WORK INSTRUCTIONS: The records below are to be reproduced exactly, with the pictures left out.

** Opening SOURCE DATA block **

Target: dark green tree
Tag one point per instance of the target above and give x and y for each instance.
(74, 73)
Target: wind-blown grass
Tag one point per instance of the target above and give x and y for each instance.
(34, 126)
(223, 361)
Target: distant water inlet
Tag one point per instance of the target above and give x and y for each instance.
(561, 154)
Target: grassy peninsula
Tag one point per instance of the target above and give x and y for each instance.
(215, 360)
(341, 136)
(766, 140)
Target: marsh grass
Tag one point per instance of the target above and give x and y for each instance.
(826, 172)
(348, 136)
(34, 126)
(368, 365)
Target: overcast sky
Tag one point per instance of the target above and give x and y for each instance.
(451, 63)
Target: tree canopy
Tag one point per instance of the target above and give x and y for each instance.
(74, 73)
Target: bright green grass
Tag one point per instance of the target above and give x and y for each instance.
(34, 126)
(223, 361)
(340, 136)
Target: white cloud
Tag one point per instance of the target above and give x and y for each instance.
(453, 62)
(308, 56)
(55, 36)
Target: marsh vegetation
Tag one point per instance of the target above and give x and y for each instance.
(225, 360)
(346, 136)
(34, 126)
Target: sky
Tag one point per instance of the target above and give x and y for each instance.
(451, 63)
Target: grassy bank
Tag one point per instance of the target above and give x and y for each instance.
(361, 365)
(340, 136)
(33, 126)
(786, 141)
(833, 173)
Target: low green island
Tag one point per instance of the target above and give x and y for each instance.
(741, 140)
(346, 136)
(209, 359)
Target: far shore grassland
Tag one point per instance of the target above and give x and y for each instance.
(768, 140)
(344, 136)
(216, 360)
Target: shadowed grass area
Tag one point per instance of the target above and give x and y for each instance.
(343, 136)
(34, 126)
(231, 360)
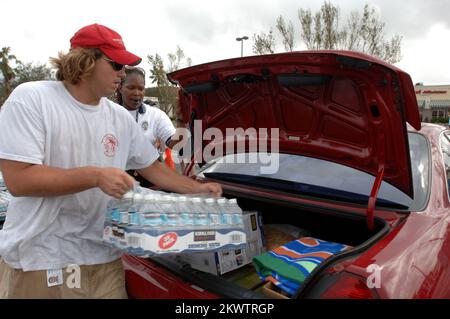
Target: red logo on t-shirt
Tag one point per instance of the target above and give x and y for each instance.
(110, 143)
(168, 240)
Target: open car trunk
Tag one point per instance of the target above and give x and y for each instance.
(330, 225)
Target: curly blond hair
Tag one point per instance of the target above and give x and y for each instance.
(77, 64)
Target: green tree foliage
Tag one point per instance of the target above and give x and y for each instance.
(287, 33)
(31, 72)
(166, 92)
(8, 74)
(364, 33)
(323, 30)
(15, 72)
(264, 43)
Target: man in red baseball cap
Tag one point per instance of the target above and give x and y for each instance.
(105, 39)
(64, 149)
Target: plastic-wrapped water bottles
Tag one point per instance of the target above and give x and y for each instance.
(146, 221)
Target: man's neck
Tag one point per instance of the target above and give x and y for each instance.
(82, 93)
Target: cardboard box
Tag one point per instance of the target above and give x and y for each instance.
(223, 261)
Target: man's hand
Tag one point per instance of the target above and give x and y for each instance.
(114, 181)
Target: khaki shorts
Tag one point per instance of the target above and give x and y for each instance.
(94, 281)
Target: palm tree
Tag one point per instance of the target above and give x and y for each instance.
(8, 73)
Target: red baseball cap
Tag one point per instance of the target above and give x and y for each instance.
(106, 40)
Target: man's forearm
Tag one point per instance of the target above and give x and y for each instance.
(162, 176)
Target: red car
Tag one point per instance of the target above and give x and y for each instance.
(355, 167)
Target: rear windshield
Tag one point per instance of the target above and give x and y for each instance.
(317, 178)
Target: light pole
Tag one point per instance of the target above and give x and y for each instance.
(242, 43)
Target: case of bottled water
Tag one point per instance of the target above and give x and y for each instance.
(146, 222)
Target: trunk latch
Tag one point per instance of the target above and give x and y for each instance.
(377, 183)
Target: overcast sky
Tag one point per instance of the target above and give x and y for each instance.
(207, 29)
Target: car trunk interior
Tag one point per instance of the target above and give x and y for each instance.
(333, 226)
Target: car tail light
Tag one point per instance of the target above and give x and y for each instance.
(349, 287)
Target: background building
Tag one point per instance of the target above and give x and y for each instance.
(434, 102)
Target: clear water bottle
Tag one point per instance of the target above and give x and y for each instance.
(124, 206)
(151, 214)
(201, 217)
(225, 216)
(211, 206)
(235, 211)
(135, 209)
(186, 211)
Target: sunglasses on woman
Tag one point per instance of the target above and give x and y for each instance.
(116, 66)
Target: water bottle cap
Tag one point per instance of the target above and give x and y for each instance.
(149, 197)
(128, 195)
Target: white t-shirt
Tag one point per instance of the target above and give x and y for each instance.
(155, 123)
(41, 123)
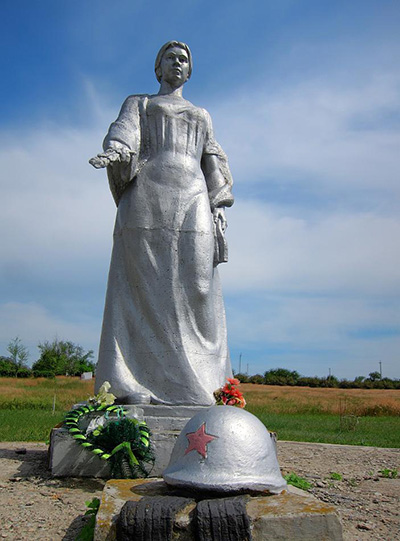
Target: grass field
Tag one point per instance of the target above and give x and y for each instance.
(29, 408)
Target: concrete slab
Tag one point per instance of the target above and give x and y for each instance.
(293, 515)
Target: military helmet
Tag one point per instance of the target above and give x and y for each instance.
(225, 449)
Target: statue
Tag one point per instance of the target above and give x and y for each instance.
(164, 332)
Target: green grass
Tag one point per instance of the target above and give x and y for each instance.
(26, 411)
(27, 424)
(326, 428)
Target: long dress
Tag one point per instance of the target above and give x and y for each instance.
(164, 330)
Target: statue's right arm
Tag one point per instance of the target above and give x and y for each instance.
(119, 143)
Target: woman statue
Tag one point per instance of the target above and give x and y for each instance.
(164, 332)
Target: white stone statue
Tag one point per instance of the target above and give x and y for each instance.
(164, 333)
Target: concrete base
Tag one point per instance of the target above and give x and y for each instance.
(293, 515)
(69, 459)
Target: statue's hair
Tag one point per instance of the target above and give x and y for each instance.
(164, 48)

** Closing SOURCE DATA block **

YOUR SOLUTION:
Target: dark green tree
Tag one point per instance of the target above and give x and y for each instance.
(74, 73)
Target: wind-blown grass
Tag one point per instance of the target above and give x and y for each instance.
(34, 126)
(223, 361)
Target: distant water inlet
Tag one point per instance of the target above and give x and y for each instance.
(561, 154)
Target: grassy peninsula
Tag one point per instance of the target above and give x and y for each instance.
(215, 360)
(341, 136)
(766, 140)
Target: marsh grass
Tag one point per instance of the target above and give x and y for each instance.
(826, 172)
(348, 136)
(34, 126)
(368, 365)
Target: overcast sky
Tag one point per instance of the target above and give x and y for each instance.
(451, 63)
Target: tree canopy
Tag one point per instance of the target above and give x and y for each instance.
(74, 73)
Target: bright green grass
Tag one point per instance of the target above and give x and y for each instance.
(34, 126)
(223, 361)
(340, 136)
Target: white cloud
Tag one point per instance of the target above and give x and y for each instance.
(453, 62)
(308, 56)
(55, 36)
Target: marsh vegetation
Tag one point per instance of the target above and give x and y for each instance.
(225, 360)
(346, 136)
(34, 126)
Target: sky
Tag one point per instance of the target above and give x and y for each instance.
(451, 63)
Target: grassy bank
Tag one point per instance of the target above and give x and y for each instance.
(361, 365)
(340, 136)
(33, 126)
(786, 141)
(833, 173)
Target: low green island
Tag one point per instance of the target above and give x and y for each instance.
(741, 140)
(346, 136)
(209, 359)
Target: far shore grassland
Tag one point per instance of the target above and give x and y for each instance.
(768, 140)
(344, 136)
(216, 360)
Target: shadowed grass area
Tag one point per instance of the target above and give x and y for each instance.
(343, 136)
(34, 126)
(231, 360)
Target: red logo on t-shirt
Tag one point per instance of the target above and give x and y for each instance.
(110, 143)
(168, 240)
Target: open car trunk
Tag one point per instance of the target above and give x and y for each instance.
(330, 225)
Target: curly blond hair
Tag one point per instance of the target above and give x and y for each instance.
(77, 64)
Target: green tree foliage
Tag one point per instance of the target above and give x and y for each instance.
(287, 33)
(31, 72)
(166, 92)
(8, 74)
(364, 33)
(323, 30)
(15, 72)
(264, 43)
Target: man in red baseball cap
Tag one point per instance of the target above and give x and y for each instance.
(105, 39)
(64, 149)
Target: plastic-wrapped water bottles
Tag one point per instance of the target above and give x and y for each instance.
(146, 221)
Target: man's neck
Tag one point per instance of the target above and give x and y for each instance.
(82, 93)
Target: cardboard box
Tag one point per instance of the target above and give x and y for each instance.
(223, 261)
Target: man's hand
Tag one point per instance of the target above and give x and y for each instance.
(114, 181)
Target: khaki shorts
Tag one point per instance of the target above and give x and y for each instance.
(94, 281)
Target: palm tree
Tag one point per instance of the target above and give x and y for each instance.
(8, 73)
Target: red baseball cap
Tag one point per instance of the target above and give x and y for each instance.
(106, 40)
Target: man's forearm
Tag one point per instance of the target above and give x and y for each instance.
(162, 176)
Target: red car
Tag one point per instance of the target above and give x and y for each instance.
(355, 167)
Target: rear windshield
Tag one point per instance of the target above and give x and y for each instance.
(317, 178)
Target: light pole
Tag one point per instance of the target above and give x and y for each instance.
(242, 43)
Target: case of bottled water
Tag one point per instance of the target above and give x and y for each instance.
(146, 222)
Target: trunk latch
Tag one point per instance of the target above and give x and y for each instance.
(377, 183)
Target: overcast sky
Tag one point per instance of the target above and give x and y for each instance.
(207, 29)
Target: car trunk interior
Tag one point per instance of the target above and give x and y for each instance.
(333, 226)
Target: car tail light
Tag one point per instance of the target above and give x and y for each instance.
(349, 287)
Target: background building
Tag one point per instance of the target above and give x and y for each instance.
(434, 102)
Target: clear water bottle
Tag one point per instance of the target above and give x and y for each instance.
(124, 206)
(151, 214)
(201, 217)
(225, 216)
(211, 206)
(235, 211)
(135, 209)
(186, 211)
Target: sunglasses on woman
Tag one point per instance of the target above and give x and y for each instance.
(116, 66)
Target: water bottle cap
Tag one point per instance of the target above and give x and y for each instance.
(149, 197)
(128, 195)
Target: white t-shirt
Tag one point per instance of the target above and give x and y for each instance.
(155, 123)
(41, 123)
Target: grass field
Tag one point per instance of the target above and give x and y for each instance.
(29, 408)
Target: concrete slab
Tag one point per instance of the target above and give x and y for each instance.
(293, 515)
Target: military helmet
Tag one point per instance of the target above and give x and y for each instance.
(225, 449)
Target: statue
Tag one point per instance of the target above and give x and y for each instance.
(164, 332)
Target: green grass
Tag one point per instance of the target above and give x and y for each instance.
(26, 411)
(27, 424)
(326, 428)
Target: long dress
Tag one point per instance of the target above and give x and y for each instance.
(164, 330)
Target: statue's right arm
Tag one point per instance of the target above and give x and y for each instance.
(119, 143)
Target: woman statue
Tag one point per instance of the target above and give x and y for each instance.
(164, 332)
Target: white stone statue
Tag one point per instance of the target above and give x and y for each instance.
(164, 333)
Target: concrete base
Tag one point per instance of the target above and give x and y for each instance.
(293, 515)
(69, 459)
Target: statue's hair
Tag one point per instance of the target above and give x and y for each instance.
(164, 48)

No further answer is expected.